═══ Passage to read
Agentic Engineering: Lessons Learned Vol. 2

Mar 22, 2026 · Dustin Chabrowski

Six months ago, we shared our first lessons learned with agentic engineering. Since then, we’ve shipped real features, refactored infrastructure, screamed at agents — and discovered which of our original recommendations actually survived contact with production.

Note: This space is moving fast. Take these recommendations with a grain of salt and always validate them for your own use case. Our findings are as of March 2026, your mileage may vary.

What Actually Stuck from Vol. 1

Most of our original advice still holds. Context engineering remains the core skill and knowing the basic pitfalls like Context Poisoning, Context Distraction, Context Confusion, Context Clash are key to managing your agent’s context effectively. Having those basic principles in mind is essential to know what to expect and avoid delegating tasks that are likely to fail.

Subagents: The context firewall

In Vol. 1, we recommended: “Subagents work best as researchers, not implementers.” While the first part of that statement still holds, we’ve found that the second part is more nuanced.

The better mental model is to think of subagents as context firewalls rather than scoping them down to specific actions. They excel at isolating specific tasks and preventing context pollution, but that doesn’t necessarily mean they can only read.

Research Tasks

By nature, read-only/research tasks lend themselves well to subagents because they often take a lot of grepping, log analysis, or documentation reading—all to produce a much smaller insight that is actually needed. We use them all the time for that kind of work as you can also spawn them in parallel without producing conflicts. For example, we have an ops-investigation skill, that given your prompt about a specific issue on production, spawns subagents to check logs and metrics in grafana, search through sentry issues and recent deploys in parallel. Since also our Infrastructure as well as the code is in the monorepo, the subagents can also grep through the codebase to produce a distilled report of their findings. This is a huge time saver and allows us to get to the root cause of issues much faster.

Write Tasks

But with well structured plans, also subagents can be used for write operations - the key theme is here phased implementation. When the main agent ensures, that the phases can be implemented in isolation, with clear boundaries and pre-coordination, then subagents can be trusted to implement those phases without causing chaos in the main context. Even better, it still allows you to steer the session as the main agent still holds all the context and thus enables you to iterate and give feedback on the subagent’s implementation without losing the overall plot.

The key learning: be deliberate about write operations, but don’t avoid them entirely. The boundary between “safe” and “risky” writes is more nuanced than a simple read/write distinction.

💰 One more thing: Since you can control the model of the subagents, it is very easy to use cheap models for digging through particularly noisy tasks like log analysis, and then feed the distilled insights into the main agent that can be a more expensive model. This is a great way to optimize token usage while still getting valuable insights.
══════
Exercise instructions:
1. Answer these from the post on agentic engineering lessons:
(a) As of what month and year are the authors' findings?
(b) What should subagents be thought of as, rather than being scoped down to specific actions?
(c) What does the ops-investigation skill have subagents check in parallel?
2. Proceed with the post on agentic engineering lessons, writing on from its last paragraph.
═══ Supplied material
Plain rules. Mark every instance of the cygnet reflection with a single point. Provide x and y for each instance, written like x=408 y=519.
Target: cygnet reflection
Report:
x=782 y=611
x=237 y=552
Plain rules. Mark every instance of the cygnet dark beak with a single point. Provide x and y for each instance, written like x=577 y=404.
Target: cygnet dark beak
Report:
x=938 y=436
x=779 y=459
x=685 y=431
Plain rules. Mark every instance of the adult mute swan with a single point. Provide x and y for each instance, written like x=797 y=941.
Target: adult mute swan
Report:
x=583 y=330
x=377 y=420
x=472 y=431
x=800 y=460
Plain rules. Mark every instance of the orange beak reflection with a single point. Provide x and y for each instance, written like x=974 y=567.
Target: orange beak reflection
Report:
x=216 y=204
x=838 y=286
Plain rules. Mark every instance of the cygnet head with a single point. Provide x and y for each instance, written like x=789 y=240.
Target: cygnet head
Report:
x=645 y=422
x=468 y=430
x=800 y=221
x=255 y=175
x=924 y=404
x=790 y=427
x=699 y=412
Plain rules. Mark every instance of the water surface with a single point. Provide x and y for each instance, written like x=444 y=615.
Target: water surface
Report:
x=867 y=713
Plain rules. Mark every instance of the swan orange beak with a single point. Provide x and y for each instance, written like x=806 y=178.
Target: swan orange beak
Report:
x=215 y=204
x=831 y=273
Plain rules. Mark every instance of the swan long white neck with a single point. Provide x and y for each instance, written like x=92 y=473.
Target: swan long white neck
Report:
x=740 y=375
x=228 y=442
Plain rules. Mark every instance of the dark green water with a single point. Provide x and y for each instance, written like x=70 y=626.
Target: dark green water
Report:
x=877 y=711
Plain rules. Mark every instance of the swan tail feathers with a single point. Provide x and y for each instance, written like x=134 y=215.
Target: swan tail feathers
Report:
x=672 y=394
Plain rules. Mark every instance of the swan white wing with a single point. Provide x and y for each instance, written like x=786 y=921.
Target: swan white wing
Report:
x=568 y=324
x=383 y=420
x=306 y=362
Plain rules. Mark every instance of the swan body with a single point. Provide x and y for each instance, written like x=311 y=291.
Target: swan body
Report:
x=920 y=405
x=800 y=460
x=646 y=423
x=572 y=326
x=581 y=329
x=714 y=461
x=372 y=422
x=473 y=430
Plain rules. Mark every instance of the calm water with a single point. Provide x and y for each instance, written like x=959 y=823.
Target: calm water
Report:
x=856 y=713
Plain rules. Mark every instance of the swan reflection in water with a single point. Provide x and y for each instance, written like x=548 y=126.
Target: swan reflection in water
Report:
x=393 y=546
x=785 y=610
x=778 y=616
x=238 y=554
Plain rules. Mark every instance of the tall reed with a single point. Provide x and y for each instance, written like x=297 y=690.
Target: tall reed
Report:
══════
Replies:
1.
(a) March 2026.
(b) Context firewalls.
(c) Logs and metrics in grafana, sentry issues, and recent deploys.

2.
Side quests: Session Forking and Branching

Just like you’re used to branch a git repository when you want to experiment with a new feature or fix a bug, you can also branch your agent session. This is especially useful for debugging and investigation tasks that require a lot of context and exploration, but you still have the main session going on that should be clean. There are many ways to do this and we’re seeing more and more tools supporting this pattern natively, but the core idea is the same: fork the session to isolate the side-quest work from the main implementation context. Especially Pi provides sessions as a tree, which allows you to nicely control the branching of sessions.

Diagram showing a main agent session branching into a side quest

Some techniques we use are:

Handoff: create a handoff file as an artifact with the relevant context. Then spawn a new session and load that file into context. Note that you actively compress the context (which can be good or bad depending on the task).

---
title: "Handoff File"
---
graph LR
    A["🧠 Main Session"] -->|writes context| F["📄 handoff.md"]
    F -->|compressed load| B["🧠 New Session with handoff knowledge"]
    A --> note1["clean, proceed with next task "]

Fork: Use the fork or branch feature of your coding agent. That way both sessions live and can proceed in parallel.

---
title: "Fork / Branch"
---
graph TD
    A["🧠 Main Session"] --> B["🔀 Fork!"]
    B --> C["🧠 Main Session\n(keeps building)"]
    B --> D["🔍 Debug Session\n(goes exploring)"]
    C -.- note1["production work goes on 🏗️"]
    D -.- note2["chaos contained 🔥, kill when done"]

Rewind: Mark your session, then dive into the investigation, and then rewind to the marked point. Like time travel, the conversation is restored but a bug might be fixed. Ensure to keep the code changes. Note that this is not parallelizable.

---
title: "Mark & Rewind (Time Travel)"
---
graph LR
    A["🧠 Session"] --> B["🔖 Mark"]
    B --> C["🕵️ Investigate"]
    C --> D["🐛 Fix bug"]
    D --> |rewind to|A

Side query:

use /btw or similar commands to ask or verify things with the agent on the current context.

---
title: "/btw — Quick Side Query"
---
graph LR
    A["🧠 Deep in\nimplementation"] --> B["/btw 🤔"]
    B --> C["💬 Quick answer"]
    A --> D["main work"]

Simple context management. Once you have a valuable context built up, protect it.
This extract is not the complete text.